• Written exercise
Return every record verbatim.

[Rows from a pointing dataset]
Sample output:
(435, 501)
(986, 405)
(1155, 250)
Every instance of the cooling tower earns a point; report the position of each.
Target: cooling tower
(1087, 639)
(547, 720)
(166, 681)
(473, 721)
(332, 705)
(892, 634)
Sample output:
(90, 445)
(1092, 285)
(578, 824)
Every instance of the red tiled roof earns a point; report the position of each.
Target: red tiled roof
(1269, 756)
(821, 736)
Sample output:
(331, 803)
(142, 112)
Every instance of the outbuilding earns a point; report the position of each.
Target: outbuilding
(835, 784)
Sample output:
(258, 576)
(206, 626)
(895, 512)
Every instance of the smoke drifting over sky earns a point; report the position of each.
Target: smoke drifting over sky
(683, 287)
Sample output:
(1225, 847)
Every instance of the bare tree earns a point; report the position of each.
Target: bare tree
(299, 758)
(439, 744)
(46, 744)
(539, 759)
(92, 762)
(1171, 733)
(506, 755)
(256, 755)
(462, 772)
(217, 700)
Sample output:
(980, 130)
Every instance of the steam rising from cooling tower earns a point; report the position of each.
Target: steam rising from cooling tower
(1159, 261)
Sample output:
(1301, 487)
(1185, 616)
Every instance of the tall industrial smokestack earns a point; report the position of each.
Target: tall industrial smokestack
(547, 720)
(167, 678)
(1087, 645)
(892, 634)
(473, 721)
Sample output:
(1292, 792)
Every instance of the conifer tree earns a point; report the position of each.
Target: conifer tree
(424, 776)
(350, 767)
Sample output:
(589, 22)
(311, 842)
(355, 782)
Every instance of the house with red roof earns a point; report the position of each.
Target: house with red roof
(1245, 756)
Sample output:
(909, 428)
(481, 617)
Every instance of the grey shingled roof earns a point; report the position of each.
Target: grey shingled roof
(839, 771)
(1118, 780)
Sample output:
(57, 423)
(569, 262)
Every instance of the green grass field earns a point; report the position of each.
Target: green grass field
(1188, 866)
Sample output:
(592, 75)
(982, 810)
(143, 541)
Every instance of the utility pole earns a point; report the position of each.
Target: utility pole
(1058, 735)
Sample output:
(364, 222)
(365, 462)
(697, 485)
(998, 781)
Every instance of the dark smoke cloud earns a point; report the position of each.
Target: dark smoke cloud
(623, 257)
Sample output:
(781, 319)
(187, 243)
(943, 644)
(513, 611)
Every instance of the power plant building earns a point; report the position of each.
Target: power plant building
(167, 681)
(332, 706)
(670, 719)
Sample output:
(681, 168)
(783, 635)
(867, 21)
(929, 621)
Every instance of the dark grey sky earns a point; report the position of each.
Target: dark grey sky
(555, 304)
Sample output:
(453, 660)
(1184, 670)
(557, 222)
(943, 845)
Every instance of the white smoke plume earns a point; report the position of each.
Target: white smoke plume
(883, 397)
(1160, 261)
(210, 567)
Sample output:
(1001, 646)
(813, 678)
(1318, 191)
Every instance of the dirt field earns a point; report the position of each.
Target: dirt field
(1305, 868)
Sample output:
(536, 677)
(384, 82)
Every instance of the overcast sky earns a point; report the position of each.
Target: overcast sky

• Exercise result
Sample output:
(435, 501)
(986, 405)
(1155, 250)
Every instance of the cooling tower earns a point; report the position of each.
Target: cooling tower
(1087, 639)
(547, 720)
(166, 681)
(473, 721)
(332, 705)
(892, 634)
Sample output:
(90, 445)
(1092, 285)
(578, 824)
Every instance of the red tiled roof earns a point; report the position of each.
Target: red tiled roof
(1269, 756)
(821, 736)
Sample output:
(331, 803)
(142, 112)
Every instance of the outbuilding earns a point; report the position of each.
Target: outbuilding
(835, 784)
Sample output:
(258, 576)
(206, 626)
(895, 512)
Every instance of the smoke drifting over sky earns a point; report the position of each.
Target: smoke drifting over sky
(683, 287)
Sample output:
(1225, 847)
Every instance of the bare tree earns a point; report the position of each.
Target: bare tree
(299, 758)
(439, 744)
(46, 744)
(539, 759)
(92, 762)
(1171, 733)
(506, 755)
(256, 755)
(462, 772)
(217, 700)
Sample output:
(980, 130)
Every instance of the steam rising from cooling tower earns a point; report the position of each.
Target: steam rising from cooling tower
(1159, 261)
Sample output:
(1301, 487)
(1185, 616)
Every instance of the tall industrial smokestack earns a point; report the position of each.
Target: tall industrial smokestack
(547, 720)
(167, 678)
(1087, 645)
(892, 634)
(473, 721)
Sample output:
(1292, 792)
Every instance of the conifer tree earns a point; report the position of each.
Target: conifer tree
(424, 776)
(350, 767)
Sample output:
(589, 22)
(311, 842)
(355, 782)
Every instance of the house with red roof earns a point; report the position of each.
Target: house with red roof
(1245, 756)
Sample output:
(909, 428)
(481, 617)
Every instance of the grey shingled roof earns a point; report the position of each.
Target: grey shingled roof
(839, 771)
(1118, 780)
Sample output:
(57, 423)
(569, 262)
Every instance of the green grass field earns a point; report the position of each.
Target: green grass field
(1188, 866)
Sample output:
(592, 75)
(982, 810)
(143, 541)
Every instance of the utility pole earns a point; report the position of each.
Target: utility pole
(1058, 735)
Sample output:
(364, 222)
(365, 462)
(697, 485)
(998, 781)
Every instance of the dark smoke cloud earns a point; report the position of each.
Target: dark smoke cloud
(623, 257)
Sample output:
(781, 319)
(187, 243)
(943, 644)
(513, 611)
Every instance of the power plant building earns a point; report the position of each.
Target: power plant building
(167, 681)
(332, 706)
(670, 719)
Sample output:
(681, 168)
(783, 635)
(867, 21)
(929, 621)
Every instance of the dark grey sky earns a point; report the position of each.
Target: dark grey sky
(555, 304)
Sample output:
(453, 660)
(1184, 670)
(557, 222)
(943, 845)
Every instance of the white smoke plume earns a point; report the position of each.
Target: white smoke plume
(883, 397)
(1160, 261)
(210, 567)
Sample output:
(1001, 646)
(813, 678)
(1318, 191)
Every instance of the dirt field earns a point; report the position of each.
Target: dirt field
(1305, 868)
Sample output:
(536, 677)
(384, 82)
Every instance of the overcast sky earns a point; report the position of each.
Target: overcast sky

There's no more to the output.